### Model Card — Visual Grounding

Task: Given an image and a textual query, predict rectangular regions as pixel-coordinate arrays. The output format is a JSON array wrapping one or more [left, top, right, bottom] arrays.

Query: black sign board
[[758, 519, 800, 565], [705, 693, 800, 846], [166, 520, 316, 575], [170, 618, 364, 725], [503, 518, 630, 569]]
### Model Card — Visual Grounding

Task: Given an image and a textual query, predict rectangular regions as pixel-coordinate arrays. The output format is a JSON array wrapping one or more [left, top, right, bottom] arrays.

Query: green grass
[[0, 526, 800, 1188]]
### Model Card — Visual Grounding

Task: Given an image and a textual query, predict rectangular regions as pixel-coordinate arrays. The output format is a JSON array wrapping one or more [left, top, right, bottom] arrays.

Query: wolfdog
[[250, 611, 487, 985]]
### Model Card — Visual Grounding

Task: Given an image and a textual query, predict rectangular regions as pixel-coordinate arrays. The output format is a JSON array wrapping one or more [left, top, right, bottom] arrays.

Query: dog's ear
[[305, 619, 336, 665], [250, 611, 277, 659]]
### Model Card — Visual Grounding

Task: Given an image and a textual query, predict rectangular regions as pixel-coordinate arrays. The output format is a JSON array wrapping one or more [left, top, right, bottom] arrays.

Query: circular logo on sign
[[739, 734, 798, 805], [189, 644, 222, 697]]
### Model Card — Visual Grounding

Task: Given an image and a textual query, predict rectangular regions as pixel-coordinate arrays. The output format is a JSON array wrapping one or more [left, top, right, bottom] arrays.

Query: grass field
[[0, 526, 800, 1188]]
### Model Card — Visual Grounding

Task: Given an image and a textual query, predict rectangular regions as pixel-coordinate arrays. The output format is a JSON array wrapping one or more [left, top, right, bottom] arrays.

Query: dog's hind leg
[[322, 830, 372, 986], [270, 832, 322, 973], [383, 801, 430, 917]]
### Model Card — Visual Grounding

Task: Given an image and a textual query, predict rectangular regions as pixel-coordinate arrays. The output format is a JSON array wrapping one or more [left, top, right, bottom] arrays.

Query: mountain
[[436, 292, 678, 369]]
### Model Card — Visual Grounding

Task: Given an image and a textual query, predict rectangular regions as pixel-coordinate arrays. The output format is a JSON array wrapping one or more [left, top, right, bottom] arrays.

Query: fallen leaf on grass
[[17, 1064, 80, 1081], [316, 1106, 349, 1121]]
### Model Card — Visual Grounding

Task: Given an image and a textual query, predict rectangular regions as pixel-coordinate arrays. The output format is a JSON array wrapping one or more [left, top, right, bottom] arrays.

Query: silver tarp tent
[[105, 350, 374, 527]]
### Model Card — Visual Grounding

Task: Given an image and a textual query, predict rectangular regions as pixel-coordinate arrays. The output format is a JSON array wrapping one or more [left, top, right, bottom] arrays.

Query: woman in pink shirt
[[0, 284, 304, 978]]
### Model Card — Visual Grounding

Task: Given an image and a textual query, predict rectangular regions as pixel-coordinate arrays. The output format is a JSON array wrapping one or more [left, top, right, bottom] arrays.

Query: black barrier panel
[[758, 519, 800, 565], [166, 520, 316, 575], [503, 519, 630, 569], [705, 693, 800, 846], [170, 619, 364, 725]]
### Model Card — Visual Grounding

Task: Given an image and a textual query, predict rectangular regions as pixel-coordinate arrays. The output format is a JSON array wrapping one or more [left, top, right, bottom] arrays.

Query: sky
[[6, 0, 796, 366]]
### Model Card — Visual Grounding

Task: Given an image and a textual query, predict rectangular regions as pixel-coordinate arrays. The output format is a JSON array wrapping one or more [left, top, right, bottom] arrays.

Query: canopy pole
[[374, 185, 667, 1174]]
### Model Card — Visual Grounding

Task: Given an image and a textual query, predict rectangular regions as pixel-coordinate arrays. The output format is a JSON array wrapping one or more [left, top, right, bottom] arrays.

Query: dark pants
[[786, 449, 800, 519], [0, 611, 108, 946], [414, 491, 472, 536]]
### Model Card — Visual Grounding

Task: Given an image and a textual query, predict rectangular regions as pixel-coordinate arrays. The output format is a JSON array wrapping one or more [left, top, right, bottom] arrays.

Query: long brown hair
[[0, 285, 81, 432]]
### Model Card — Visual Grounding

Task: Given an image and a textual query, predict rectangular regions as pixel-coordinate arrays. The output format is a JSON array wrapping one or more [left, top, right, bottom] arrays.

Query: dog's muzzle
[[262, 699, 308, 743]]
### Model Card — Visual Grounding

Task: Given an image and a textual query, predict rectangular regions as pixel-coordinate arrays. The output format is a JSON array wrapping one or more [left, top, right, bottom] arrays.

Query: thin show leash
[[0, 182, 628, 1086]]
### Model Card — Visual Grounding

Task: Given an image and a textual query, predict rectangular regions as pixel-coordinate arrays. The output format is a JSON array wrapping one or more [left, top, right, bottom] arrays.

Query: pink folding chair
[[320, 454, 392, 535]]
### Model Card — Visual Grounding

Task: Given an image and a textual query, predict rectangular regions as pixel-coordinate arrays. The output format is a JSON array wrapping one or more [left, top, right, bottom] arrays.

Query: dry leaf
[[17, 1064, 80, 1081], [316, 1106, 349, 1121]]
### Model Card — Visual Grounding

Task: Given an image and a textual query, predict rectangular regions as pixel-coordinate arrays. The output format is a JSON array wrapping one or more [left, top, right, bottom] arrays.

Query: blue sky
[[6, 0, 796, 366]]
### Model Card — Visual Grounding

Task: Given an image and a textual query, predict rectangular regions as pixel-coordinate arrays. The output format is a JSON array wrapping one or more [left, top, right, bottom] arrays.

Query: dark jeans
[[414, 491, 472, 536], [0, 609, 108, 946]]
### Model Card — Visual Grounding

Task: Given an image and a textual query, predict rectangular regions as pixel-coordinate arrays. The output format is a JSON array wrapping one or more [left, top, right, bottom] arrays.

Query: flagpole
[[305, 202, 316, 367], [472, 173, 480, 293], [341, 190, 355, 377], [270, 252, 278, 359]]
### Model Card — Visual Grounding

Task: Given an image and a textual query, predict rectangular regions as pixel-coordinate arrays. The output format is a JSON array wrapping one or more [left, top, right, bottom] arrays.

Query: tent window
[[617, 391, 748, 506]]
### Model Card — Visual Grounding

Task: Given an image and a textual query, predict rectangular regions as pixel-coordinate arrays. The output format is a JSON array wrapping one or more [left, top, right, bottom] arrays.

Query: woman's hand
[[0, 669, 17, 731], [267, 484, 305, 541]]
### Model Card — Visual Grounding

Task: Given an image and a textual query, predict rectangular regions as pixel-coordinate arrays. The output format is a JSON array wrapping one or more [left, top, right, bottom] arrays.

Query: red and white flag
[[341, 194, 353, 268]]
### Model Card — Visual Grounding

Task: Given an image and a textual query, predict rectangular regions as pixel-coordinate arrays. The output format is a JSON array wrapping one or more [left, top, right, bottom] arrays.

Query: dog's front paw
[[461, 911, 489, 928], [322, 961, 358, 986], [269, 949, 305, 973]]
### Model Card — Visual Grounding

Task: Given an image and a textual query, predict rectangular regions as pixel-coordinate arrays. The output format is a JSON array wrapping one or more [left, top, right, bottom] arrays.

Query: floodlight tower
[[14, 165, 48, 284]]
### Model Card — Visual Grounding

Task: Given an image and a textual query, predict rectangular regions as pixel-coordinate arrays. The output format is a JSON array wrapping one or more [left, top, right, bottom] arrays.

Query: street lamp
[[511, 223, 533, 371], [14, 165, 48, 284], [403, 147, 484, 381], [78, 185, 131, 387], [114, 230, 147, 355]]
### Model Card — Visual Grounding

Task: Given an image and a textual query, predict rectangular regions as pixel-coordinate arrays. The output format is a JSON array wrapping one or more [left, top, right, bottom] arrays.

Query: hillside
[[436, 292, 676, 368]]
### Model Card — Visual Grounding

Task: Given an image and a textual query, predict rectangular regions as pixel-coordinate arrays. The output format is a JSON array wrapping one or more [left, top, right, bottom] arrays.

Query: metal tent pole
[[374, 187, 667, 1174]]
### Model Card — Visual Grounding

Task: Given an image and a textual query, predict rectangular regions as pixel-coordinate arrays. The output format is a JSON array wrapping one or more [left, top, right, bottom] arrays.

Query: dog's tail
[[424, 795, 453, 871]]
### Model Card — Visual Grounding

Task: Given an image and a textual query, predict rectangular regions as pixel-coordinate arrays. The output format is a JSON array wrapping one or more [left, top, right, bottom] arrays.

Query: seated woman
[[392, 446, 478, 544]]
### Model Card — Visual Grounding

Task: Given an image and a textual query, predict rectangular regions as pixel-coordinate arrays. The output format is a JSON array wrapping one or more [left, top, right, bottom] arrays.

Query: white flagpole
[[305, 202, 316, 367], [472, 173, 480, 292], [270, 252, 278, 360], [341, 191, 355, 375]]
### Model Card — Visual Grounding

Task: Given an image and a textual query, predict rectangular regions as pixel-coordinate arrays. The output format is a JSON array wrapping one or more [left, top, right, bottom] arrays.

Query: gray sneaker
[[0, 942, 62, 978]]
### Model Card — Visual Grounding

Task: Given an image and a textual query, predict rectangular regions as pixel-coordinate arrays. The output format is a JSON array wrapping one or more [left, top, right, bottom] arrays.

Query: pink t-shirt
------------
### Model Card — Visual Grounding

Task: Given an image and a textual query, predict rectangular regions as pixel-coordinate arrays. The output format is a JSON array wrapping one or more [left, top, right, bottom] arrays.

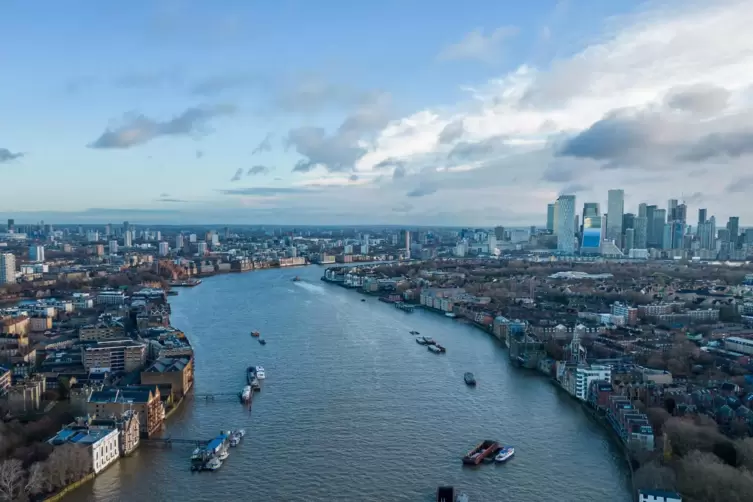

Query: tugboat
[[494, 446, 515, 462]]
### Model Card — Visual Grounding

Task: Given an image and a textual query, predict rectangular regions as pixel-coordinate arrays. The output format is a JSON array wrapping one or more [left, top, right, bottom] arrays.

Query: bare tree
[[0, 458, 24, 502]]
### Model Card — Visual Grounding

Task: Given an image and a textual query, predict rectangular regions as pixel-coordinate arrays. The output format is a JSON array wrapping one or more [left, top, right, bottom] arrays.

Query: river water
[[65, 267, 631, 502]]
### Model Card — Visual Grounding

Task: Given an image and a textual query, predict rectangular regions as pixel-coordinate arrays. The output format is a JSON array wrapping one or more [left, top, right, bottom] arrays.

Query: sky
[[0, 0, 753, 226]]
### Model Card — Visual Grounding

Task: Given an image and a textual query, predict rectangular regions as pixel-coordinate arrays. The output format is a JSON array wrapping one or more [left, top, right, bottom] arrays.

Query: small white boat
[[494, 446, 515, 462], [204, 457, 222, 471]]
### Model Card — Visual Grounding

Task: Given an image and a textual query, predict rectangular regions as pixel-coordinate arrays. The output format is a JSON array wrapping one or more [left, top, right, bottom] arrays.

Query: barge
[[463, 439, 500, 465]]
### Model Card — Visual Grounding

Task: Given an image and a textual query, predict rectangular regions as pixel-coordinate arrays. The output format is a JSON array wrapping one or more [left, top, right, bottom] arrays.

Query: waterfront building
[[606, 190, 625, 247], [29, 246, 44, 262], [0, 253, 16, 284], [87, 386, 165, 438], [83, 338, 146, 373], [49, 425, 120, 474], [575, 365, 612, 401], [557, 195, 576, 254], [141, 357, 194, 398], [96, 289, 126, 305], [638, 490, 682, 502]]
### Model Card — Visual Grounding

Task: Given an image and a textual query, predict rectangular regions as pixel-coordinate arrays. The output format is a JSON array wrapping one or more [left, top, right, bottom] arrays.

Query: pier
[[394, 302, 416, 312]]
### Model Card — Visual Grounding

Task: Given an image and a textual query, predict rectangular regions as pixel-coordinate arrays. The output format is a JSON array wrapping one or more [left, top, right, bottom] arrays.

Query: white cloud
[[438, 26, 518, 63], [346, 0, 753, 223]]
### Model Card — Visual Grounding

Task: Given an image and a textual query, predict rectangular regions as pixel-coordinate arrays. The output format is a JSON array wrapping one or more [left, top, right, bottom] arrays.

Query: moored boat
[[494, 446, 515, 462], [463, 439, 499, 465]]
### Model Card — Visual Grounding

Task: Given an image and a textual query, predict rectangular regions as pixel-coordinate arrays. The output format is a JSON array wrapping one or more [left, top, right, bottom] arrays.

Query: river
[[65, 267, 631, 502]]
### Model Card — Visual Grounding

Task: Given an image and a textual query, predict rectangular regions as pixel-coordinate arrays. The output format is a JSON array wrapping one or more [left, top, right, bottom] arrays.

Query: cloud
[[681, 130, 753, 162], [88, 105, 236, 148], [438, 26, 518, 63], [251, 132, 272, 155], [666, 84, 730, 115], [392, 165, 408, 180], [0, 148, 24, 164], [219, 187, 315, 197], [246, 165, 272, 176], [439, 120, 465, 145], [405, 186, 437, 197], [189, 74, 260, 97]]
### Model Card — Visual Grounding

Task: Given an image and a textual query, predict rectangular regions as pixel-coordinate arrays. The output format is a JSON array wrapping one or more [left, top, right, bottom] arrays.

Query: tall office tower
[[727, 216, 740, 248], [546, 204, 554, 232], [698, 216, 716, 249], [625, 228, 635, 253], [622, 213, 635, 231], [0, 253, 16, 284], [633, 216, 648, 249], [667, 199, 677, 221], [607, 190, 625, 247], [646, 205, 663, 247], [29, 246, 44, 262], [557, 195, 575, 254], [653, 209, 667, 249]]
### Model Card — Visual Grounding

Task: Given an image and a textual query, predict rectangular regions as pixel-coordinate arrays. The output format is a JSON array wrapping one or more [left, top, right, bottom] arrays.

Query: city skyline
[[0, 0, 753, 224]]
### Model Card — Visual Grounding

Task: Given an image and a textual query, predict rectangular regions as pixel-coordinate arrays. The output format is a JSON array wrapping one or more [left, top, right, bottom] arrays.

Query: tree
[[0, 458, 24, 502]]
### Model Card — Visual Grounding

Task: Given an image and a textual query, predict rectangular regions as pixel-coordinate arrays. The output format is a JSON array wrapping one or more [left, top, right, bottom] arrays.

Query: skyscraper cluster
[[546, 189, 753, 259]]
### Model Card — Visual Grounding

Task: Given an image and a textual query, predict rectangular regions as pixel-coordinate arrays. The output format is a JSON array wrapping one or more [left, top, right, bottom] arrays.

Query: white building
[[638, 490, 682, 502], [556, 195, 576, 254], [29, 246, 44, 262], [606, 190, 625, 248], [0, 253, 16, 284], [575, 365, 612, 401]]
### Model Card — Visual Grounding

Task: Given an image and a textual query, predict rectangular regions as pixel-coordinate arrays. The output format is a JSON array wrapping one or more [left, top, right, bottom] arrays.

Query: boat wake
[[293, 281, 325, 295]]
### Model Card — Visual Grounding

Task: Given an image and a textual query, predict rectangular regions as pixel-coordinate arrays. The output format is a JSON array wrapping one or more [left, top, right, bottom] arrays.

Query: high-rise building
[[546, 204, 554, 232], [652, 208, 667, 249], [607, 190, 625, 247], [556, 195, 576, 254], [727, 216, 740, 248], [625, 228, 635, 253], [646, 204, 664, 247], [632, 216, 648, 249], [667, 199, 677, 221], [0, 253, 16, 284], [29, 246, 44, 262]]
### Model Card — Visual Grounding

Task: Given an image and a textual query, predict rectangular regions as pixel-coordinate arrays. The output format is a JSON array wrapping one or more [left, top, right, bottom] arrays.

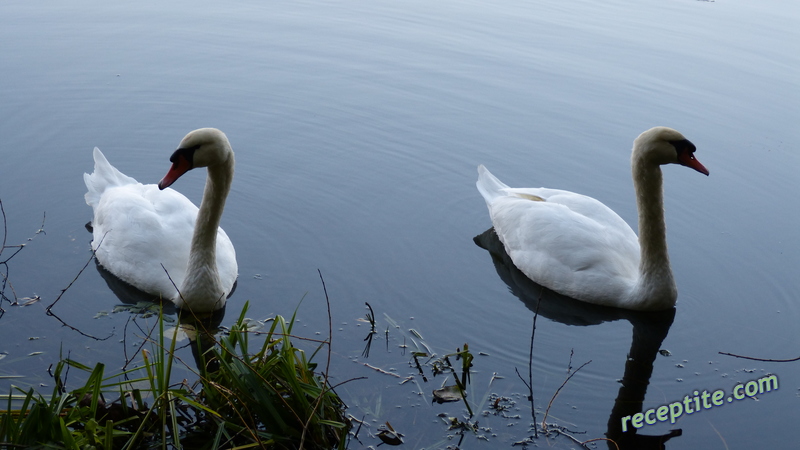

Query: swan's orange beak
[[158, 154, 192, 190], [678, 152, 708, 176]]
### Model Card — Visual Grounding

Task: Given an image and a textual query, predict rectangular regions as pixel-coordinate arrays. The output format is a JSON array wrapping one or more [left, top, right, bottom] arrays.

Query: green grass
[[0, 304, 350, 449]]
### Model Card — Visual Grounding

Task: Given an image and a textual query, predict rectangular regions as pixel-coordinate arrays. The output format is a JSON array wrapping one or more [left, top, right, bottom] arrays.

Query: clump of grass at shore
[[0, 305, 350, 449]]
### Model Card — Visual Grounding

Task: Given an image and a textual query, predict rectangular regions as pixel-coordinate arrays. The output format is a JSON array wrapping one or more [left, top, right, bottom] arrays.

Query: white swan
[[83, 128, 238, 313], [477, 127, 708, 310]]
------------
WRITTEN TASK
Pull out each line in the records above that contains the word "woman" and copy those lines unchanged.

ANSWER FOR THIS EXERCISE
Query: woman in pink shirt
Query: woman's hand
Query: seated woman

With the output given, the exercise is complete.